Jeremy Gerard has covered the shifting fortunes of Jujamcyn Theatres since it became a formidable competitor to the larger Shubert and Nederlander organizations in the late 1980s. In 2013 producer Jordan Roth became Jujamcyn’s majority owner and the Street’s youngest power broker. In this weekly email conversation they talk about the state of the industry, the only stipulation being no holds barred.
GERARD: Our ships passed each other last weekend in Sag Harbor where you and your husband saw the Bay Street Theater’s splendid production of Grey Gardens on Saturday night and my wife and I saw it the next day. Michael Wilson staged the show and Betty Buckley and Rachel York starred. It broke box office records, earned terrific reviews – deservedly so — and I gather they’re hoping a producer will bring it in, as they say in the business. I fear there’s little hope of that happening, not with producers lined up around the blocks to fill your theaters and those of your colleagues, and perhaps it’s too soon for a Broadway revival of a show that is still fresh in the memory. But who would have thought that this quiet little theater that used to discourage critics from attending, would think about jumping into the treacherous Broadway surf?
ROTH: Wasn’t it wonderful? A beautiful production of a beautiful show brought to new life by beautiful performances. Betty Buckley particularly got to my heart, as she always does.
Every time I come to Bay Street, I say I love coming to Bay Street. There’s something about the intimacy and casualness of the space, the stroll through town to get there and the wander on the wharf at intermission, the summer relaxation you can feel in the audience. The context literally sets the stage and the pressure, onstage and off, is low.
With Grey Gardens, artistic director Scott Schwartz took that idea of context to a new level by presenting the musical just minutes away from the actual house. I remember seeing the world premiere of Lanford Wilson’s Virgil Is Still The Frog Boy at Bay Street years ago. It was set in the Hamptons and the title referred to a line of graffiti that was once painted on an overpass on the road between East Hampton and Sag Harbor. To this day, every time I drive under it, I think of that play. This isn’t to say every piece has to be set in the surrounding towns of the theater, but it is to say this theater has a history of understanding and reflecting its community and its unique summer setting and mindset. It’s exciting to watch their artistic ambitions rise, and with that commercial ambitions may rise too. I think they’ll continue to do that by producing work that speaks to its specific context. If later that work works in another context, then great. It’s the difference between aiming for a future and discovering a future.
Grey Gardens and Spring Awakening were the first two shows I brought to Jujamcyn. They opened a month apart, in the fall of 2006. With the Deaf West production of Spring Awakening opening in a few weeks, I’m feeling particularly nostalgic to be able to experience reimaginings of both shows, just a month apart once again.
GERARD: Next topic: We won’t know the details for a few weeks but the Broadway League and Actors’ Equity appear to have come to terms on new contract that will cover actors and stage managers through spring 2019. No strike talk, no negotiations through the press. I wonder whether the Local One negotiation will be as harmonious as stagehands are faced with more complex technology to master as producers inevitably complain about the costs of load-ins and load-outs, not to mention staffing rules. Now I’m hearing that technology is playing a greater role in the theaters themselves (not just the sets), with all sorts of schemes afoot to make the theatergoing experience more, let’s say modern, for patrons. I’m a Luddite on this issue and shiver at such ideas, but I have to concede that when I go to a Broadway show I feel like I’m entering another century, and that since I myself come from another century, this might not be the best way to march into the future.

::::::::::

Given task 1 >>
Gather every line in the records below that contains the word "face".

Task input >>
::::::::::

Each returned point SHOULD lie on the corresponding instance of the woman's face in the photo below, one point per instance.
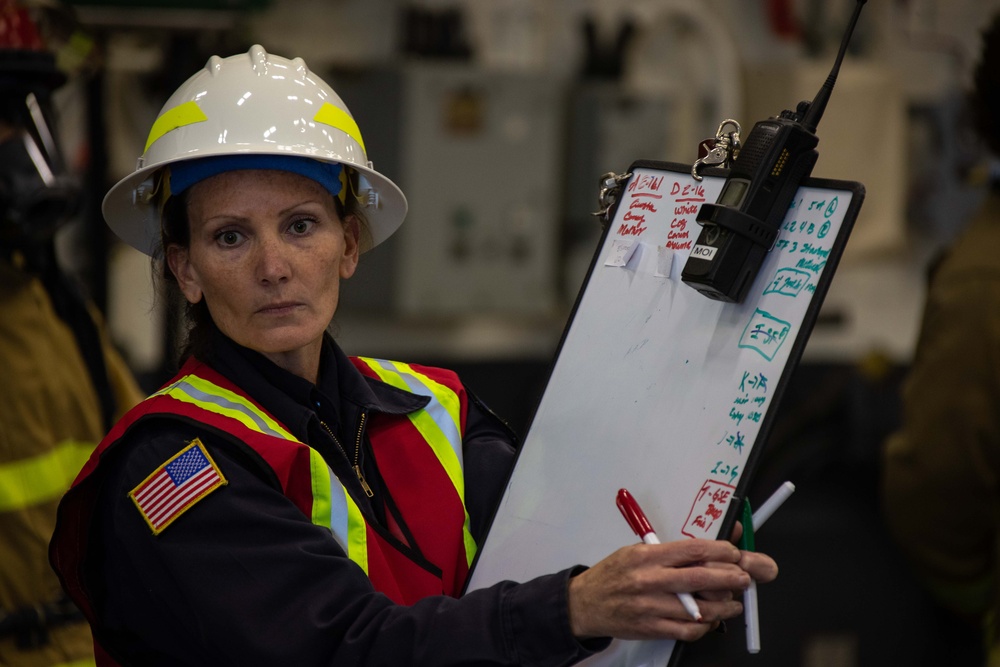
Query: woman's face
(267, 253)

::::::::::

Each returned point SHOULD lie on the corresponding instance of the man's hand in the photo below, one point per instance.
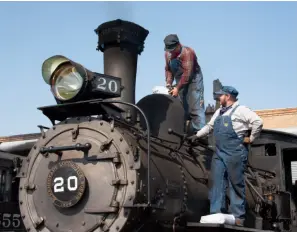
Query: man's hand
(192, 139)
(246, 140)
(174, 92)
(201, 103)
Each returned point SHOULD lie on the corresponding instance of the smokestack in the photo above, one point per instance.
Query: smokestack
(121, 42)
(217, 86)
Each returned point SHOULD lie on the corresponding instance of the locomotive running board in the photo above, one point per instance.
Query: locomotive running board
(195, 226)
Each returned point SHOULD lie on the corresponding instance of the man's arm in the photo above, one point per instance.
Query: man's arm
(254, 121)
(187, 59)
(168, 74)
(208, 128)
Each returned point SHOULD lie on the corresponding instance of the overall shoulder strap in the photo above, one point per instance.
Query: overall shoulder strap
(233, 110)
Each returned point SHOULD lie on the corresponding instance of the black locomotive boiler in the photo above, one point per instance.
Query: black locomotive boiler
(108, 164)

::::::::::

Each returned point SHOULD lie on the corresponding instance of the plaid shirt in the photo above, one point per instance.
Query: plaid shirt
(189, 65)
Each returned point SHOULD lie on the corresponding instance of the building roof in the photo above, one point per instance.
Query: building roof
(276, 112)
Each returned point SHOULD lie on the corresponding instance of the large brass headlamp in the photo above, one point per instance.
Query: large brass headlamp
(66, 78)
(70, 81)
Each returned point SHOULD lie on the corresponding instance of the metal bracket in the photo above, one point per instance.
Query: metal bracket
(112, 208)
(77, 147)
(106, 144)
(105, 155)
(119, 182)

::::::::::

Given task 2 >>
Answer these questions from the Broadway conversation:
(a) Who staged the Bay Street Theater production of Grey Gardens?
(b) In what year did Jordan Roth become Jujamcyn's majority owner?
(c) Until when will the new contract between the Broadway League and Actors' Equity cover actors and stage managers?

Correct response 1 >>
Each returned point SHOULD lie on the corresponding instance of the woman's face in the photo below, one point per instance.
Query: woman's face

Correct response 2 >>
(a) Michael Wilson
(b) 2013
(c) Spring 2019